**** Record excerpts ****

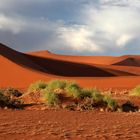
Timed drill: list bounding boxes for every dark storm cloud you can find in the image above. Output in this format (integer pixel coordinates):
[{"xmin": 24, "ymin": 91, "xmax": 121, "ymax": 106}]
[{"xmin": 0, "ymin": 0, "xmax": 140, "ymax": 55}]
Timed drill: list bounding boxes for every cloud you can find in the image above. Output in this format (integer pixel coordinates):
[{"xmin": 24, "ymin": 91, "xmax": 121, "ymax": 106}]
[
  {"xmin": 0, "ymin": 0, "xmax": 140, "ymax": 55},
  {"xmin": 0, "ymin": 14, "xmax": 25, "ymax": 34}
]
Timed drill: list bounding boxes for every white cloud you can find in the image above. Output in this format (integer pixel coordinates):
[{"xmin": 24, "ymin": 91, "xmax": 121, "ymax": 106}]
[
  {"xmin": 58, "ymin": 25, "xmax": 102, "ymax": 52},
  {"xmin": 0, "ymin": 0, "xmax": 140, "ymax": 54},
  {"xmin": 0, "ymin": 14, "xmax": 25, "ymax": 34}
]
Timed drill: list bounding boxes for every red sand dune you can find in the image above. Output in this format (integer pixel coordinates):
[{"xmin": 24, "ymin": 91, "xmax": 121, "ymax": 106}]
[{"xmin": 0, "ymin": 44, "xmax": 140, "ymax": 89}]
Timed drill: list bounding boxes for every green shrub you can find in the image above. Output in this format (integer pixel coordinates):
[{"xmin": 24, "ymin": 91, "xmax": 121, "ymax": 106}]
[
  {"xmin": 4, "ymin": 87, "xmax": 22, "ymax": 97},
  {"xmin": 43, "ymin": 90, "xmax": 60, "ymax": 106},
  {"xmin": 91, "ymin": 88, "xmax": 103, "ymax": 103},
  {"xmin": 103, "ymin": 95, "xmax": 117, "ymax": 110},
  {"xmin": 0, "ymin": 91, "xmax": 22, "ymax": 108},
  {"xmin": 47, "ymin": 80, "xmax": 67, "ymax": 91},
  {"xmin": 129, "ymin": 85, "xmax": 140, "ymax": 97},
  {"xmin": 81, "ymin": 88, "xmax": 93, "ymax": 98},
  {"xmin": 28, "ymin": 81, "xmax": 47, "ymax": 92},
  {"xmin": 65, "ymin": 83, "xmax": 82, "ymax": 98},
  {"xmin": 0, "ymin": 91, "xmax": 9, "ymax": 107}
]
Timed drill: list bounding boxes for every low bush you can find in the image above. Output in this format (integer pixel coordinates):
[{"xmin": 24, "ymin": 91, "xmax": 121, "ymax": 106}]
[
  {"xmin": 28, "ymin": 81, "xmax": 47, "ymax": 92},
  {"xmin": 129, "ymin": 85, "xmax": 140, "ymax": 97},
  {"xmin": 103, "ymin": 95, "xmax": 117, "ymax": 111},
  {"xmin": 47, "ymin": 80, "xmax": 67, "ymax": 91},
  {"xmin": 43, "ymin": 90, "xmax": 60, "ymax": 106},
  {"xmin": 121, "ymin": 101, "xmax": 139, "ymax": 112},
  {"xmin": 65, "ymin": 83, "xmax": 82, "ymax": 98},
  {"xmin": 0, "ymin": 90, "xmax": 22, "ymax": 108},
  {"xmin": 4, "ymin": 87, "xmax": 22, "ymax": 97}
]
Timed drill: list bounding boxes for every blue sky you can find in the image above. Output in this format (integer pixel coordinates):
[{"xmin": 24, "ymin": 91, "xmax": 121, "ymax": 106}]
[{"xmin": 0, "ymin": 0, "xmax": 140, "ymax": 55}]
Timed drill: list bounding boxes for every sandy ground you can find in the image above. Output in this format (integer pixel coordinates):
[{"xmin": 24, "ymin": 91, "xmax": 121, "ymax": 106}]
[{"xmin": 0, "ymin": 110, "xmax": 140, "ymax": 140}]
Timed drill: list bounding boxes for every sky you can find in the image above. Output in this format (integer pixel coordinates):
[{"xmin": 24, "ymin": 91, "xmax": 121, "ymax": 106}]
[{"xmin": 0, "ymin": 0, "xmax": 140, "ymax": 55}]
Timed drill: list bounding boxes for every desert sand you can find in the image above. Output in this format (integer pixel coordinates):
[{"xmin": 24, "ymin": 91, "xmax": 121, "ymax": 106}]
[
  {"xmin": 0, "ymin": 44, "xmax": 140, "ymax": 89},
  {"xmin": 0, "ymin": 44, "xmax": 140, "ymax": 140}
]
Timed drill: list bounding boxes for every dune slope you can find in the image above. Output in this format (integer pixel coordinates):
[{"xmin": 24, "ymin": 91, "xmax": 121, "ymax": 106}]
[{"xmin": 0, "ymin": 44, "xmax": 140, "ymax": 89}]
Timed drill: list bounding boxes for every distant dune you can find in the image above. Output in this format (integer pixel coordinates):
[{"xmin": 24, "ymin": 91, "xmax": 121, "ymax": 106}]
[{"xmin": 0, "ymin": 44, "xmax": 140, "ymax": 88}]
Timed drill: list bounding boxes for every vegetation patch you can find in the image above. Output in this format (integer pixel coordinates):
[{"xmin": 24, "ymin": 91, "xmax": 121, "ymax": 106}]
[
  {"xmin": 129, "ymin": 85, "xmax": 140, "ymax": 97},
  {"xmin": 46, "ymin": 80, "xmax": 68, "ymax": 91},
  {"xmin": 0, "ymin": 88, "xmax": 22, "ymax": 109},
  {"xmin": 28, "ymin": 81, "xmax": 47, "ymax": 92}
]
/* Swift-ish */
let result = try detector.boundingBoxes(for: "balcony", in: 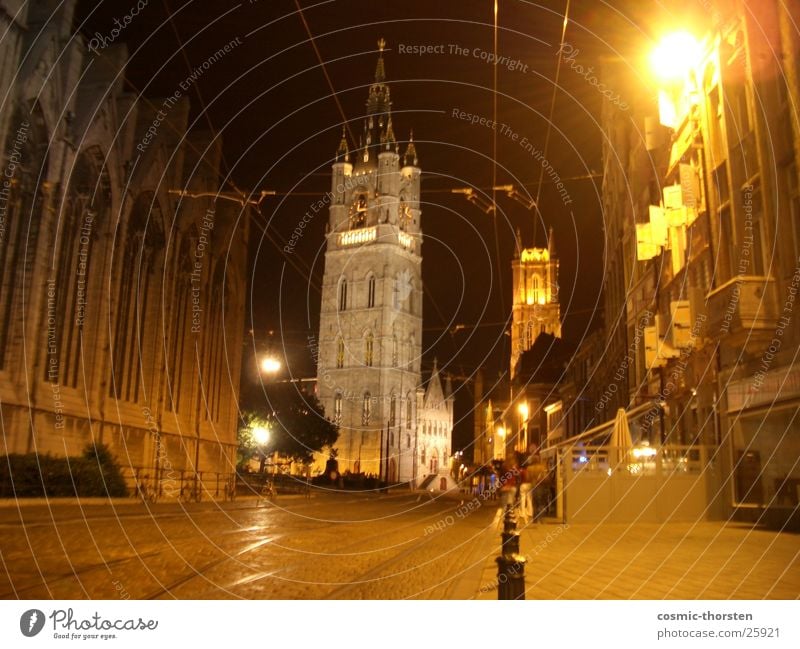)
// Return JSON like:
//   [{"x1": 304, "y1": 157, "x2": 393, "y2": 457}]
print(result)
[{"x1": 707, "y1": 275, "x2": 778, "y2": 345}]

****

What to do: Which lines of the listing above contain the word "cloud"? Pull out each of them whole, counting a match only when the case is the same.

Expected answer:
Timed drill: list bounding boxes for every dark storm cloud you can find in the image above. Output in this format (integer pixel coordinates):
Timed drill: list bounding boxes for every cloud you can find in the image above. Output in this format (integer pixel coordinates):
Timed drill: list bounding boxes for every white cloud you can find in the image above. Output in this format (integer pixel coordinates):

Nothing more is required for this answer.